● **Aim**:
Rewrite the stretch of the listing below from the line containing "of the wicker" through the line containing "point(62, 464)", both ends included, with the requests kept in. Scale every answer coordinate by 0.8 and round to whole numbers, halves up, but leave the numbers in the requests and their format samples unchanged.

● **Data supplied**:
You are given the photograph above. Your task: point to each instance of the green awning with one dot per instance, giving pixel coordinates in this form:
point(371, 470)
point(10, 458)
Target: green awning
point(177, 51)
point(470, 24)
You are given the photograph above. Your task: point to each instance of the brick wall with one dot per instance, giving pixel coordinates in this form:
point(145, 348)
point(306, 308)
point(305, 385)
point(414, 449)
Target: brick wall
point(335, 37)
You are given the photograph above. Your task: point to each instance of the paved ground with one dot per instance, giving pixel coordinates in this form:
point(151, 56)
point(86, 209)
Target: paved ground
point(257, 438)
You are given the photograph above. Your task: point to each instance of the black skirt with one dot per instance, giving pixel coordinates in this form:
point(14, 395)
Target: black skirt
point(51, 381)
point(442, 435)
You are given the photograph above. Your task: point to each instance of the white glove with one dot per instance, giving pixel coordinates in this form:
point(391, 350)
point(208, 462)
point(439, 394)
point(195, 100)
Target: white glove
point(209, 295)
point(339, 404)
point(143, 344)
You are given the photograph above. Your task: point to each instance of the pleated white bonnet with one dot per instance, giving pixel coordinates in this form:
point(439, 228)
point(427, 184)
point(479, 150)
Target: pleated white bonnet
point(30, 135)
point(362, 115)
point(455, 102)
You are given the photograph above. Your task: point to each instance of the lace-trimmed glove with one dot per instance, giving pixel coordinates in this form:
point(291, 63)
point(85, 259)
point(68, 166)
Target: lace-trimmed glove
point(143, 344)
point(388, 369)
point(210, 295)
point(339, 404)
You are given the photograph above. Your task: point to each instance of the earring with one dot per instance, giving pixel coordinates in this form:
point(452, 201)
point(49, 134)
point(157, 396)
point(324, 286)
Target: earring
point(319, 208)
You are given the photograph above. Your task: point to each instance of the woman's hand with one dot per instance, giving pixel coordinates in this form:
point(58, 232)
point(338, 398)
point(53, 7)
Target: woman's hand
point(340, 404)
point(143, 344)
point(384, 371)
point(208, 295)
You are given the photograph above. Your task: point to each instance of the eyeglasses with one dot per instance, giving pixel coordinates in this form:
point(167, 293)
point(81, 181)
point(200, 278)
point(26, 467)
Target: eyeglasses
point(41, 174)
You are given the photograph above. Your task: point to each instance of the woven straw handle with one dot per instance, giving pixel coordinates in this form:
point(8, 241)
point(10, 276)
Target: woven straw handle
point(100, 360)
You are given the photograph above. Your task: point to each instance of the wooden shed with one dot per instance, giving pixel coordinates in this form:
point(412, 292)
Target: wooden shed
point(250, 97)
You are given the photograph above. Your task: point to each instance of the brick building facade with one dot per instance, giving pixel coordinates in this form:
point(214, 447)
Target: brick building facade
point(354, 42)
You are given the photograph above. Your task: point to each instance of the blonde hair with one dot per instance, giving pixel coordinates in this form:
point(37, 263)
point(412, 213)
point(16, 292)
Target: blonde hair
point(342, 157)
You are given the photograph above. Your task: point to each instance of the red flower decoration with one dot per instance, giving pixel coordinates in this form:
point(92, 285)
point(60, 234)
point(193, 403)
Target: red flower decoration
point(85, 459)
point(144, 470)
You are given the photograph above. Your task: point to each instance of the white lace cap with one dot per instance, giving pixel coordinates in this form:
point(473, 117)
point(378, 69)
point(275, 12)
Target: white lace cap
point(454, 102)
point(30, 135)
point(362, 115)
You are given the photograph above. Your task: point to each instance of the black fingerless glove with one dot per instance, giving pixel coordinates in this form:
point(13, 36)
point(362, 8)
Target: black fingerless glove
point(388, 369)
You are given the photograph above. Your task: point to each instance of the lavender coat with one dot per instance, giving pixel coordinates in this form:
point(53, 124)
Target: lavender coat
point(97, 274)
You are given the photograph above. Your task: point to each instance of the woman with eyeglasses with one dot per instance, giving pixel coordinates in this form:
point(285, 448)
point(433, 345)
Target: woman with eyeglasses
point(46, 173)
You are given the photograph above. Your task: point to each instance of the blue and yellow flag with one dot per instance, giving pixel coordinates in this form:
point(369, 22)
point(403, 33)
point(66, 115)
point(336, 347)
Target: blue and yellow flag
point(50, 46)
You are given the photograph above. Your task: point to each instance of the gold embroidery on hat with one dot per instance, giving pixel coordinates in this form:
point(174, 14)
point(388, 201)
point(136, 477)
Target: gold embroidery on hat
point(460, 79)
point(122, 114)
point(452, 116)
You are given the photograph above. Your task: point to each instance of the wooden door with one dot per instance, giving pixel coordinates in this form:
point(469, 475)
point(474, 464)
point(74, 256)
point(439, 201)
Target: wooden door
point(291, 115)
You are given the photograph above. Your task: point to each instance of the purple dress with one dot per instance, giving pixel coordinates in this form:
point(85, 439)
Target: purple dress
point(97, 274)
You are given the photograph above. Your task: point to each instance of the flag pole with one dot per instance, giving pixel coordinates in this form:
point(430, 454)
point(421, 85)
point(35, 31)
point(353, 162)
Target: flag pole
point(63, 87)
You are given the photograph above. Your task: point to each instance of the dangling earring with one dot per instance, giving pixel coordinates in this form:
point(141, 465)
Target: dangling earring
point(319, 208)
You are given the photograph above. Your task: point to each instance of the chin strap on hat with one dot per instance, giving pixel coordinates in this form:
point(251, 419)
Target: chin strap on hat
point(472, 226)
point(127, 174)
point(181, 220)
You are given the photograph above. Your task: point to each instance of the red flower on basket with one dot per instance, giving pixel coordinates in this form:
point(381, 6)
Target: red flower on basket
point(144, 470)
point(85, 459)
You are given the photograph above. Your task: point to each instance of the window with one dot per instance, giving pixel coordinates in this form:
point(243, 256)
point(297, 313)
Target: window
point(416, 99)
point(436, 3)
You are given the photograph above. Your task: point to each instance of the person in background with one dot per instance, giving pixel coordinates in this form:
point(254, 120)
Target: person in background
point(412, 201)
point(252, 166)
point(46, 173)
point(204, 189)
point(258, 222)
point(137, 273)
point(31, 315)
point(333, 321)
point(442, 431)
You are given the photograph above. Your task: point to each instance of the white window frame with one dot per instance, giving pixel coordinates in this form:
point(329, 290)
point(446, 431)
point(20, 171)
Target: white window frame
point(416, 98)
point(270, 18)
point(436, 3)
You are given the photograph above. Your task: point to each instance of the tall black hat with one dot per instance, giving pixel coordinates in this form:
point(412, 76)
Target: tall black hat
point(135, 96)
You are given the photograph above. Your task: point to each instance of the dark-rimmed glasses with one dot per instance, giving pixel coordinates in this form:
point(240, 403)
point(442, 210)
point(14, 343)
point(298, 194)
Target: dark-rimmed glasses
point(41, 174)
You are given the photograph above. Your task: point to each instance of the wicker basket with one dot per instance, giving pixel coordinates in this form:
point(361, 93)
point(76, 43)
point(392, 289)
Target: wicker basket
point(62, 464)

==

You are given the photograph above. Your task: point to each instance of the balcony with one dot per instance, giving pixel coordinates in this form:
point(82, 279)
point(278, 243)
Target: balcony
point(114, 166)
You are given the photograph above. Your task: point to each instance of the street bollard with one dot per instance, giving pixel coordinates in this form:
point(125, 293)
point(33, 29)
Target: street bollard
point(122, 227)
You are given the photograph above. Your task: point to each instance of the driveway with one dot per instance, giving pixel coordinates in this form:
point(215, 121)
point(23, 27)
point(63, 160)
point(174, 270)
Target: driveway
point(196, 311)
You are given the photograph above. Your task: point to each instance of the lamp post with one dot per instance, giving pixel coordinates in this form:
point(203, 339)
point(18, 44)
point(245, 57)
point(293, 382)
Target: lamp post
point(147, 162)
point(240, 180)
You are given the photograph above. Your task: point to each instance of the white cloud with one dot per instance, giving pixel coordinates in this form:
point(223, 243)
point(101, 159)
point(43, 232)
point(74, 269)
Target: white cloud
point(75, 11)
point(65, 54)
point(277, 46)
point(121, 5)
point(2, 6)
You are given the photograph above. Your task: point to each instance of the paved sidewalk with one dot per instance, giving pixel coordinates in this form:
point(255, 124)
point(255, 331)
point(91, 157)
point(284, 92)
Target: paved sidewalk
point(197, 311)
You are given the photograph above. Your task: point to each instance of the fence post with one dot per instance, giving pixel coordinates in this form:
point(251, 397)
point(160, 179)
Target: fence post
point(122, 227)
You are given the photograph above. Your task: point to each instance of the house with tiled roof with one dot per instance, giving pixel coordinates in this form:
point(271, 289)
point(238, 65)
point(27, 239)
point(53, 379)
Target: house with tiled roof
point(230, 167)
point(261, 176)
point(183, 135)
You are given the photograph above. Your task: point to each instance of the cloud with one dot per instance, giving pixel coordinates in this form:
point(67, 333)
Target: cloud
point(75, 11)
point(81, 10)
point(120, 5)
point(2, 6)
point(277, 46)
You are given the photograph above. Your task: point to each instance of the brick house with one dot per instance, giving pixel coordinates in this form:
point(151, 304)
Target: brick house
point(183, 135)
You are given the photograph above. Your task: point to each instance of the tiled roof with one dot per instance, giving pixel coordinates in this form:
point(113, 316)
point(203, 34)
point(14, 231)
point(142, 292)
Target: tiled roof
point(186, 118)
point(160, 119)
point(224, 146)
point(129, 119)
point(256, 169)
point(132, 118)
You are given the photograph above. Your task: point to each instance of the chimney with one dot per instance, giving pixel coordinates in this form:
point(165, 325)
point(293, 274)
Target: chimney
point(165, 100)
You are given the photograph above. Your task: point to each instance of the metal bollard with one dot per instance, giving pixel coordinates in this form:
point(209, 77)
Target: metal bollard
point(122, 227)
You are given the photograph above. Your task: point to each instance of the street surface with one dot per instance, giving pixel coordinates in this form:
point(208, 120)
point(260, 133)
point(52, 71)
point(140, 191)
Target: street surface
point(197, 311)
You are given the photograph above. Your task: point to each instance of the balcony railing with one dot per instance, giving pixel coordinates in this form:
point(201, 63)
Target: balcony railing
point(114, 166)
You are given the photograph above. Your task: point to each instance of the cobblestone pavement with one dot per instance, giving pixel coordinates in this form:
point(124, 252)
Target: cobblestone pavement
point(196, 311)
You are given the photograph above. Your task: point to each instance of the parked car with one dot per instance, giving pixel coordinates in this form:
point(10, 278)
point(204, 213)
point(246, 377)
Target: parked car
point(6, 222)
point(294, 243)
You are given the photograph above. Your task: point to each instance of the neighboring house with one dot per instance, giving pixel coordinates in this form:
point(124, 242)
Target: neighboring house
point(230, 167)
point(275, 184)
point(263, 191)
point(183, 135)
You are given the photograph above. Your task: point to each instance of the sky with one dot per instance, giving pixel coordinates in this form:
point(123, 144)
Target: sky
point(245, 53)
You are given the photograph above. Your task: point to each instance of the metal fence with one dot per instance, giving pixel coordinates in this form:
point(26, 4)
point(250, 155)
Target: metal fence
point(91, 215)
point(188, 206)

● **Answer**:
You are given the photograph above. Your task: point to each instance of the wicker basket with one dot per instance, giving pixel coordinates in this form:
point(361, 93)
point(76, 43)
point(392, 289)
Target: wicker basket
point(50, 371)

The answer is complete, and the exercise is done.